Please reproduce the data in its entirety, word for word.

◆ **Supplied data**:

------------------------

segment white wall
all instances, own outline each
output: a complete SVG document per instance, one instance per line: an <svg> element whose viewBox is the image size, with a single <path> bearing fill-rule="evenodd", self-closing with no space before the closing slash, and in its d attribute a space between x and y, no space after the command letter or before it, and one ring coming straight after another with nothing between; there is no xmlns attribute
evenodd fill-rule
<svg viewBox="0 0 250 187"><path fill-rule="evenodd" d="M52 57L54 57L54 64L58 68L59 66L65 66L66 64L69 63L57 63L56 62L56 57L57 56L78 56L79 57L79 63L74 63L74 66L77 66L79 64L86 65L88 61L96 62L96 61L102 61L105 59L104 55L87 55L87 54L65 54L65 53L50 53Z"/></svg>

------------------------

◆ **Answer to the problem**:
segment white wall
all instances, own outline each
output: a complete SVG document per instance, one instance per line: an <svg> element whose viewBox is the image size, with a single <path> bearing fill-rule="evenodd", self-closing with no space before the closing slash, and in its d attribute a space between x and y, no space after the command letter or before it, and one ring coming straight after another with nothing between; there is no xmlns attribute
evenodd fill-rule
<svg viewBox="0 0 250 187"><path fill-rule="evenodd" d="M52 57L54 57L54 64L58 68L59 66L65 66L66 64L69 63L57 63L56 62L56 57L57 56L78 56L79 57L79 63L74 63L74 66L77 66L79 64L86 65L88 61L96 62L96 61L102 61L105 59L104 55L87 55L87 54L65 54L65 53L50 53Z"/></svg>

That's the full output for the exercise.